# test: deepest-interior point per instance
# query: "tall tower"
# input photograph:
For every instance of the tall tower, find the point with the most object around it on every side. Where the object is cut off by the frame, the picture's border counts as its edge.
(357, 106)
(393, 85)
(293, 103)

########

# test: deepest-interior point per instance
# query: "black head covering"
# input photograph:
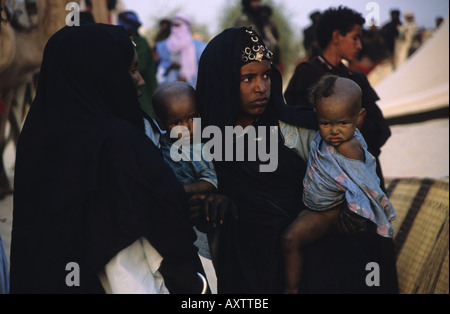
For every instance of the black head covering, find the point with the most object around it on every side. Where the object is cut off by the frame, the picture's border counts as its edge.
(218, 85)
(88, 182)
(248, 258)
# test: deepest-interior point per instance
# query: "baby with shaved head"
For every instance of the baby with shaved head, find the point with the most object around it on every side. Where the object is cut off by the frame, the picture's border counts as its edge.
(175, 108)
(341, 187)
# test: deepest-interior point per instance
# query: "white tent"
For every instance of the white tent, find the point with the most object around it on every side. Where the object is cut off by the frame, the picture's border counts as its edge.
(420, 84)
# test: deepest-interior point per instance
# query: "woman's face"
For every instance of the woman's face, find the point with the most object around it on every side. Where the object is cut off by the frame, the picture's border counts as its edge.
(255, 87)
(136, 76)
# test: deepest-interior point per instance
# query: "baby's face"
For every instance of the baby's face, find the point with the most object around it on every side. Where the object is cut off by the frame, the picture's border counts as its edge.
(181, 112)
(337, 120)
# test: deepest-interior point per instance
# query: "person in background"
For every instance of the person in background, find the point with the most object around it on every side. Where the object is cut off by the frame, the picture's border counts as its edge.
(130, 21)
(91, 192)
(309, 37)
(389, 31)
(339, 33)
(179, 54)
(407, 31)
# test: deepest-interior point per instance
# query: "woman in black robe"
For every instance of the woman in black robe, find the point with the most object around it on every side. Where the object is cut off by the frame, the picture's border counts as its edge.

########

■ Task description: Please pick out each line in the records above that contains the string "woman" and copy those lines.

■ Task result:
# query: "woman's face"
For every instance of the woman's face, find the point with the most object around it on every side. Where the object is cut off by the frame, the picture's border counts as its edge.
# query: "woman in black robe"
For every instance of the woman in black robe, find the point with the most object around it on every side. Where the object is cut off by the frame, the picture's border counts as its edge.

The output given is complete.